Instrucción 1:
Reproduce sin cambios las filas desde la que contiene "Locate the mountain" hasta el final de las filas, ambos extremos incluidos.

Fragmento:
..............................
Sin embargo, estas peripecias no agotan ni remotamente el contenido del «primer acto» del admirable drama visual.

Aquí hay continuación de este tipo u otro. Al pasar al lienzo siguiente de la serie (será el cuadro número siete), descubrimos que el antiguo personaje principal (es decir, la mancha negra del centro con un fondo plateado) no está en situación desesperada. Comienza a cobrar fuerza, sus «músculos» casi en relieve se ponen redondos, mientras que de los «cuerpos» que se forman delante de nuestros ojos, comienzan a desgajarse, como bajo el efecto del empuje interno, trozos de su «piel» necrosificada y oscura; impresiona especialmente el hecho de que dentro de un coágulo que hace poco era disforme aparecen formaciones rosáceas y amarillentas que recuerdan los órganos del cuerpo humano.

Presenciamos un comienzo nuevo, embrión de una vida nueva. Pronto va a nacer un «ser» nuevo. Las duras pruebas han quedado atrás. Ya lo creemos porque la evidencia del lienzo es irrefutable. No sabemos si se prolonga mucho este triunfo y si es larga o no la línea de la vida nueva.
..............................
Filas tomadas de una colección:
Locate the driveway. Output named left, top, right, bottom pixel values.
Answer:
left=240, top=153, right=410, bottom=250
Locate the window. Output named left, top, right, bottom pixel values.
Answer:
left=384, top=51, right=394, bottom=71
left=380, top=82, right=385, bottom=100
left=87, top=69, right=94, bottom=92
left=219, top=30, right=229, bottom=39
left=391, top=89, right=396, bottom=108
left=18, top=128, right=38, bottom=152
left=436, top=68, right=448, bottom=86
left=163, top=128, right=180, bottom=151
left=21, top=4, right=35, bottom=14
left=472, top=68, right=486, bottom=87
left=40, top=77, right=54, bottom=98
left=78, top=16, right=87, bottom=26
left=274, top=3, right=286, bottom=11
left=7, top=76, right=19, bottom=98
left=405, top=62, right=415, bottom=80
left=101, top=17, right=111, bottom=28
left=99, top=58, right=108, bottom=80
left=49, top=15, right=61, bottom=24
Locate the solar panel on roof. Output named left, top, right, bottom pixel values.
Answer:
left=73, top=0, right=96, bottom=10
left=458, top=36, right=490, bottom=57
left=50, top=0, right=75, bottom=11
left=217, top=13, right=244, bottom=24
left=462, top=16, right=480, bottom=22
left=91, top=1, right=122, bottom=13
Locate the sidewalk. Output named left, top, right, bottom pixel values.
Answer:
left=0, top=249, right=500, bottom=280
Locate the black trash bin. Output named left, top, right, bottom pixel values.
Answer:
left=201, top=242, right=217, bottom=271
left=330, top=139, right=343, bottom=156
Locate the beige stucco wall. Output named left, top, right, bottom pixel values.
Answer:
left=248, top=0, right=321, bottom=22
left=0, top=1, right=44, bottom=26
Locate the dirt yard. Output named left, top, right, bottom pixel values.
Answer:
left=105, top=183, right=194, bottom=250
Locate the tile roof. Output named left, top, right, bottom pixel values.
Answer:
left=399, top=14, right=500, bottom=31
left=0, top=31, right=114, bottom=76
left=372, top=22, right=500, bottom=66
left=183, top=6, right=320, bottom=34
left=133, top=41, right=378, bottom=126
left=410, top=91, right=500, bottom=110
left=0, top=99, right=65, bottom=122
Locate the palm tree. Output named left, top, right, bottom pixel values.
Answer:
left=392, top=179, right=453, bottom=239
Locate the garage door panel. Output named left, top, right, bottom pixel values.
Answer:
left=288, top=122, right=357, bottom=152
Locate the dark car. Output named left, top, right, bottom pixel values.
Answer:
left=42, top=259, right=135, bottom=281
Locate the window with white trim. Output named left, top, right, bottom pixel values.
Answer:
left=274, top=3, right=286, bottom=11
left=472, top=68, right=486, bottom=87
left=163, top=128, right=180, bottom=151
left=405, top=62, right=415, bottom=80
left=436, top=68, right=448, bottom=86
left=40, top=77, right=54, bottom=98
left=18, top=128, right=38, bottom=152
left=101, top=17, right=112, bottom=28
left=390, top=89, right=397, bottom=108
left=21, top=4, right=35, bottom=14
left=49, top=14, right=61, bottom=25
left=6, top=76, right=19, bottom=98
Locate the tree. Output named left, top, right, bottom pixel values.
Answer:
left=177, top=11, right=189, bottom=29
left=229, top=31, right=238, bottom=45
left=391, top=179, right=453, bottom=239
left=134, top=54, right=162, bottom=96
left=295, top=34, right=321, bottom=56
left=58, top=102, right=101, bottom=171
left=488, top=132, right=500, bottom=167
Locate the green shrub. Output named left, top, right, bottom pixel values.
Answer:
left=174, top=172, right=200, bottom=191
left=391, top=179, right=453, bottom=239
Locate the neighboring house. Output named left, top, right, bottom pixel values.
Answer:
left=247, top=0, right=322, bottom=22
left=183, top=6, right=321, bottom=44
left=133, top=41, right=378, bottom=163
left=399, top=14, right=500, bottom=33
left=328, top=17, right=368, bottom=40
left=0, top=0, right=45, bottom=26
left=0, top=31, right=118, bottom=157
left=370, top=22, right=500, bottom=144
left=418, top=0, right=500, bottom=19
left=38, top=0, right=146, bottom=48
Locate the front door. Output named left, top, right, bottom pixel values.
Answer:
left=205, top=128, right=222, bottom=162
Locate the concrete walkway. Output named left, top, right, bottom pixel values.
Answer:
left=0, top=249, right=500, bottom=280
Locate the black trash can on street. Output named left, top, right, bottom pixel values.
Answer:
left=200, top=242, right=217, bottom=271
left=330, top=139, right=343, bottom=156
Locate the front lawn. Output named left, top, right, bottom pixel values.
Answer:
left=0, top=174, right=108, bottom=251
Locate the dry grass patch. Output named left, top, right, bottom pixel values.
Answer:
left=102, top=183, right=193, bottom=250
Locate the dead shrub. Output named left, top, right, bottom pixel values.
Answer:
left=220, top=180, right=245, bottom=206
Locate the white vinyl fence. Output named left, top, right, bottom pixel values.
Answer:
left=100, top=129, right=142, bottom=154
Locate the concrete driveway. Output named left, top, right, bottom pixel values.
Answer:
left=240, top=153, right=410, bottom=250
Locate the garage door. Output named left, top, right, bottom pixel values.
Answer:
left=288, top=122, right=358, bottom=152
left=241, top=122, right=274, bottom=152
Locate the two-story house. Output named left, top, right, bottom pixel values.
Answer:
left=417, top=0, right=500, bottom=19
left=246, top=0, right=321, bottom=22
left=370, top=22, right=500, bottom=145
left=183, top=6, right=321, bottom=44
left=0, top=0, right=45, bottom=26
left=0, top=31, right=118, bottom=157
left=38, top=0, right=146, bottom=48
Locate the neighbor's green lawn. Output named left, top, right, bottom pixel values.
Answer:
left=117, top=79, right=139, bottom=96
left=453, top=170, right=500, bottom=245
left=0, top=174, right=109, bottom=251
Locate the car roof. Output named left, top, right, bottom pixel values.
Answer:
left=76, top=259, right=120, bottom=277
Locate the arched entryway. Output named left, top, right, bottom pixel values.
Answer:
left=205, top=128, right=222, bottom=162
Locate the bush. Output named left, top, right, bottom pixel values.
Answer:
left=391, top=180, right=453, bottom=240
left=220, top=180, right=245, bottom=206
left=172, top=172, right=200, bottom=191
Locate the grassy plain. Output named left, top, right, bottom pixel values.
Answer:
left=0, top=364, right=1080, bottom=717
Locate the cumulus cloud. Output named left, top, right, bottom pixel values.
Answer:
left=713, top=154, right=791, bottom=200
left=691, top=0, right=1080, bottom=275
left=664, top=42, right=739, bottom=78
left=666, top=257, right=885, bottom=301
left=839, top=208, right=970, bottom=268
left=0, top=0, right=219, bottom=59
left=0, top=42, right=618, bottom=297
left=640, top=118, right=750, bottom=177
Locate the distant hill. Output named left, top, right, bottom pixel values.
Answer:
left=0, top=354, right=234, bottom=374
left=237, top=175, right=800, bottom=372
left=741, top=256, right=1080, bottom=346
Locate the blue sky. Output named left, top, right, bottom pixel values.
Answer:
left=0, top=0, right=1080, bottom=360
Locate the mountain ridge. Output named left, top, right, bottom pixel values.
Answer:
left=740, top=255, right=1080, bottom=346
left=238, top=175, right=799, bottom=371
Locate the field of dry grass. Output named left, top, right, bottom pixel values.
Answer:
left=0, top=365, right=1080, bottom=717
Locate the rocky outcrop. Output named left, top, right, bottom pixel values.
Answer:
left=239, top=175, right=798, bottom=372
..............................
Instrucción 2:
Devuelve completo y sin alteraciones el fragmento sobre la serie de lienzos.

Salida correcta 1:
Locate the mountain ridge. Output named left, top, right, bottom pixel values.
Answer:
left=740, top=255, right=1080, bottom=346
left=238, top=175, right=799, bottom=371
Locate the field of dry grass. Output named left, top, right, bottom pixel values.
Answer:
left=0, top=365, right=1080, bottom=717
Locate the rocky outcrop. Output named left, top, right, bottom pixel values.
Answer:
left=239, top=175, right=798, bottom=372

Salida correcta 2:
Sin embargo, estas peripecias no agotan ni remotamente el contenido del «primer acto» del admirable drama visual.

Aquí hay continuación de este tipo u otro. Al pasar al lienzo siguiente de la serie (será el cuadro número siete), descubrimos que el antiguo personaje principal (es decir, la mancha negra del centro con un fondo plateado) no está en situación desesperada. Comienza a cobrar fuerza, sus «músculos» casi en relieve se ponen redondos, mientras que de los «cuerpos» que se forman delante de nuestros ojos, comienzan a desgajarse, como bajo el efecto del empuje interno, trozos de su «piel» necrosificada y oscura; impresiona especialmente el hecho de que dentro de un coágulo que hace poco era disforme aparecen formaciones rosáceas y amarillentas que recuerdan los órganos del cuerpo humano.

Presenciamos un comienzo nuevo, embrión de una vida nueva. Pronto va a nacer un «ser» nuevo. Las duras pruebas han quedado atrás. Ya lo creemos porque la evidencia del lienzo es irrefutable. No sabemos si se prolonga mucho este triunfo y si es larga o no la línea de la vida nueva.